WHAT TO PRODUCE:
Each line from the one containing "Would you kindly indicate the metal handrail" to the end of the entries below must be restated exactly, and no other line should appear.

Records from a data source
····················

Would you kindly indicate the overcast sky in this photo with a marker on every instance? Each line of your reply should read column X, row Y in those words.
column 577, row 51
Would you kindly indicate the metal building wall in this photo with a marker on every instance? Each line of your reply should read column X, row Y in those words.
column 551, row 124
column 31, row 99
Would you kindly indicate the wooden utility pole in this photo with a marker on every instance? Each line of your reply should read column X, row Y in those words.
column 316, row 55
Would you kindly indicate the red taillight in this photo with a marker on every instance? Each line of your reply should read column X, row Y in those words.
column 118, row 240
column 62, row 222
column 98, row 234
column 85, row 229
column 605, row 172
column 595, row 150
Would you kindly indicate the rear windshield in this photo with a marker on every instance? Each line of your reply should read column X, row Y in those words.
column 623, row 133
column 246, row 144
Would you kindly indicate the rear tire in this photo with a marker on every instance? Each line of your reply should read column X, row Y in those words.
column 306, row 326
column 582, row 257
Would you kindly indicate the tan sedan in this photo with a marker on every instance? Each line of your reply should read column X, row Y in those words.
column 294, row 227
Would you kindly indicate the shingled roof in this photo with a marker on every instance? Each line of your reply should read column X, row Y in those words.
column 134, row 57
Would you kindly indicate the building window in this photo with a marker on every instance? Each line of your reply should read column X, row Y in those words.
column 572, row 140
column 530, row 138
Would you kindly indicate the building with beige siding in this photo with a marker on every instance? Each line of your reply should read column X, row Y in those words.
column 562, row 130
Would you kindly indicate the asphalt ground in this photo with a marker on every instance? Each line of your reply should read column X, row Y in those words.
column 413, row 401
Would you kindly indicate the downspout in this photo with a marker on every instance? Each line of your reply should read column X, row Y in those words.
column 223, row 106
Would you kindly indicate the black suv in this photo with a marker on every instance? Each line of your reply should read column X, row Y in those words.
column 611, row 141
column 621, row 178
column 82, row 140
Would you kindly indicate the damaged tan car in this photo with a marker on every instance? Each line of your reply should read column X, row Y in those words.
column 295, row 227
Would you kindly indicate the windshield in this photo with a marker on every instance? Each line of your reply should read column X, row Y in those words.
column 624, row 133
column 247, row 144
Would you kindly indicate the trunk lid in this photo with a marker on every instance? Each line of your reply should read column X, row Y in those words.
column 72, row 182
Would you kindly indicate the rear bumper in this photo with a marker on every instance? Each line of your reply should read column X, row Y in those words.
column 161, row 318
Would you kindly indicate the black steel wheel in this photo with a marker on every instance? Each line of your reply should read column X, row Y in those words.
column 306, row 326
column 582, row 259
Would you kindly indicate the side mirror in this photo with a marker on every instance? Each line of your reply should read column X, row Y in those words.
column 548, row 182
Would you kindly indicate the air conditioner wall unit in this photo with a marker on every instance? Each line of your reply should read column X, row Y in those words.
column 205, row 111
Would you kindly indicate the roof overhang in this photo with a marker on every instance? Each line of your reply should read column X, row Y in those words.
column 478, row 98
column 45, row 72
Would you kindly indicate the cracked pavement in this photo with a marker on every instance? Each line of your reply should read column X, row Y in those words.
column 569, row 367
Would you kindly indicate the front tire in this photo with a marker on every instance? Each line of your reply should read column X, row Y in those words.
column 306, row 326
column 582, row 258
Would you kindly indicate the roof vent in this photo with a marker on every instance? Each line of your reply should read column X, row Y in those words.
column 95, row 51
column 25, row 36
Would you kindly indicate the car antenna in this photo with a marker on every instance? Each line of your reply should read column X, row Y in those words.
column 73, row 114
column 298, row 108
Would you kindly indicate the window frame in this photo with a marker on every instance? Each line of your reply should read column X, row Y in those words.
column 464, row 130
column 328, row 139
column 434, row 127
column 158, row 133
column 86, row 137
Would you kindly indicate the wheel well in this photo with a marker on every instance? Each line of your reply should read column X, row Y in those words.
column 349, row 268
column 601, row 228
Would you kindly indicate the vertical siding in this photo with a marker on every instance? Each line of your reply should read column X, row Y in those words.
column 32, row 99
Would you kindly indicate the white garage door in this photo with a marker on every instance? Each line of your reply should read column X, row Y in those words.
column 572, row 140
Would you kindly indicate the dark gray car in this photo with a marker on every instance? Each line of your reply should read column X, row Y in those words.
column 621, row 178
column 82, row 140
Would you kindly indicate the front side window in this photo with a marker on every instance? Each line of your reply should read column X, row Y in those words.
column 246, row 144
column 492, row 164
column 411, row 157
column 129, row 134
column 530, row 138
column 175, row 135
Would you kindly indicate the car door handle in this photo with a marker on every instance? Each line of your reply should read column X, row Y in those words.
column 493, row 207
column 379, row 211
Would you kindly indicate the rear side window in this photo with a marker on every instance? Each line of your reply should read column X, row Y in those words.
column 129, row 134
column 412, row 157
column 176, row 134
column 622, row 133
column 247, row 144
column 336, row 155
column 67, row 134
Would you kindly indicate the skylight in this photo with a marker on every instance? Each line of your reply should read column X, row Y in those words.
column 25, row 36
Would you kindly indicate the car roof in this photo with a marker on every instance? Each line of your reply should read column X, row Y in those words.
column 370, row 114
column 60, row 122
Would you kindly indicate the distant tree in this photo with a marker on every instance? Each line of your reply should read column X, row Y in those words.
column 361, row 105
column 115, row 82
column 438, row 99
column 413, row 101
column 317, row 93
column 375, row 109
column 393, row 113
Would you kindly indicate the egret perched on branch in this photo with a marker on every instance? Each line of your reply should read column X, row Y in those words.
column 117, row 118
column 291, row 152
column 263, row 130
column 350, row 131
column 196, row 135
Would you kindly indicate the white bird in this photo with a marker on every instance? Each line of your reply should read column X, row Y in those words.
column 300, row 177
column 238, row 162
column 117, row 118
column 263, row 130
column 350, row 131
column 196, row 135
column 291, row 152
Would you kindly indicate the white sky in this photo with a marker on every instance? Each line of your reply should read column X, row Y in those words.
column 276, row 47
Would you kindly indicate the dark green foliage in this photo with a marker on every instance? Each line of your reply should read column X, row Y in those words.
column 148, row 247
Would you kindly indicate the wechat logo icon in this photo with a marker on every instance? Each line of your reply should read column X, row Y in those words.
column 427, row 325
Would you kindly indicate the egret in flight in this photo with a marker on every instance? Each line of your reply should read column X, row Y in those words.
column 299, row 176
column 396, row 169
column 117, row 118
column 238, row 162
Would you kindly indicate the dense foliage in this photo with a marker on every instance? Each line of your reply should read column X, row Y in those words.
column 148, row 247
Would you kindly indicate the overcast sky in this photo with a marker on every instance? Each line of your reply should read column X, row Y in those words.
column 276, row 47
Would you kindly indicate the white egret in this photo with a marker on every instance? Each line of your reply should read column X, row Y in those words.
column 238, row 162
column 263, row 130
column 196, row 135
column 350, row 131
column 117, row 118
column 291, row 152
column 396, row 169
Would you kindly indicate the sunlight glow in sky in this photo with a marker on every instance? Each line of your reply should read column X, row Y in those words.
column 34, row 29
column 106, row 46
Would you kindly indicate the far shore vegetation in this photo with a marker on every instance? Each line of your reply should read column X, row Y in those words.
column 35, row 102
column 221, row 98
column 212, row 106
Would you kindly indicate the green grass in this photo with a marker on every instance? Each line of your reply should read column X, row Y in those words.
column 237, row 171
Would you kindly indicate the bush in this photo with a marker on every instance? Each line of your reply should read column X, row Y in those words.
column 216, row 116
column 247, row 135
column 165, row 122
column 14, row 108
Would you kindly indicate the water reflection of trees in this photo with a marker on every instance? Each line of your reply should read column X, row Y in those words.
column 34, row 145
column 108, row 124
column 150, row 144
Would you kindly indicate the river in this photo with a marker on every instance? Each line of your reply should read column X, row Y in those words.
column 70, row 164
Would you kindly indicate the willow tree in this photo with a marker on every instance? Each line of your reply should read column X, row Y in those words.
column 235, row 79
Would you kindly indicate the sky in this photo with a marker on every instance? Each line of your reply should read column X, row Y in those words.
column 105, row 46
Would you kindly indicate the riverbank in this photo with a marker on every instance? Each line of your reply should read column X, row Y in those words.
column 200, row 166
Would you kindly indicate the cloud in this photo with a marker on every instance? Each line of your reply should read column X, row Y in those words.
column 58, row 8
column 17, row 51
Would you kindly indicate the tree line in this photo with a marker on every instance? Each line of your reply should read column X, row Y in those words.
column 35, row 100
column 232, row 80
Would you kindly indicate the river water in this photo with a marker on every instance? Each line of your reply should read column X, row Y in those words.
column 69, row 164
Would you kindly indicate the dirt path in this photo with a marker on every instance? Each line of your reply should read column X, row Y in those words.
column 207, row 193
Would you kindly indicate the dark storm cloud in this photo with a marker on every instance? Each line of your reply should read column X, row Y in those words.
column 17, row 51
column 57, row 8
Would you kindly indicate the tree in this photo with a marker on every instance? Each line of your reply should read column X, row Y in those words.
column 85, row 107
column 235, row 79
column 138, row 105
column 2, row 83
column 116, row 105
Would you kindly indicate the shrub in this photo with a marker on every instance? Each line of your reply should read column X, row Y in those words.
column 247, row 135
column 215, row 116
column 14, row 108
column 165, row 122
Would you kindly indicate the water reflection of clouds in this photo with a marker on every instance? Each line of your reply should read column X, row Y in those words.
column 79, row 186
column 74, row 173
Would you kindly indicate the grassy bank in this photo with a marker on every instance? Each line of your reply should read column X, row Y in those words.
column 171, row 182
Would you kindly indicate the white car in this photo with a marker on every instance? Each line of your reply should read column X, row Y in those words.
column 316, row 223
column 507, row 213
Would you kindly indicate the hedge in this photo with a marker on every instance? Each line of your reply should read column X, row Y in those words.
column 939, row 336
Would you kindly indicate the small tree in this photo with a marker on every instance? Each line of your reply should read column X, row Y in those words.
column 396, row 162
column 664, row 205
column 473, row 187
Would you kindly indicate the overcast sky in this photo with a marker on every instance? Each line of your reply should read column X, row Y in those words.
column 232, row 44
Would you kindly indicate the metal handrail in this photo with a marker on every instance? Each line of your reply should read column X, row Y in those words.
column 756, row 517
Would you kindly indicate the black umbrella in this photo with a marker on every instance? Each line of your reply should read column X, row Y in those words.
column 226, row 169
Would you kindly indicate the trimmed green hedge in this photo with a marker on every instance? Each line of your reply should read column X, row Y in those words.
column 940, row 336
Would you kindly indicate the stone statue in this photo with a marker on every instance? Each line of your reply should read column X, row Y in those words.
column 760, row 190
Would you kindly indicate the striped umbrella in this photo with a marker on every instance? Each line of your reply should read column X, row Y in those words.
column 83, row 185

····················

EXPECTED ANSWER:
Would you kindly indicate the metal handrail in this photo with a marker on every instance? Each line of your reply should read column X, row Y in those words.
column 756, row 517
Would you kindly indicate the black umbrella in this photo with a marker on every instance? Each line of your reply should read column X, row Y in those words.
column 226, row 169
Would you kindly indicate the trimmed green hedge in this photo with a marker on every instance? Each line of your reply should read column X, row Y in those words.
column 940, row 336
Would you kindly indicate the stone statue in this photo with a marker on every instance? Each line of your reply should read column X, row Y in those words.
column 760, row 190
Would you kindly indicate the striped umbrella in this photo with a marker on every instance? Each line of your reply should read column X, row Y in those words.
column 83, row 185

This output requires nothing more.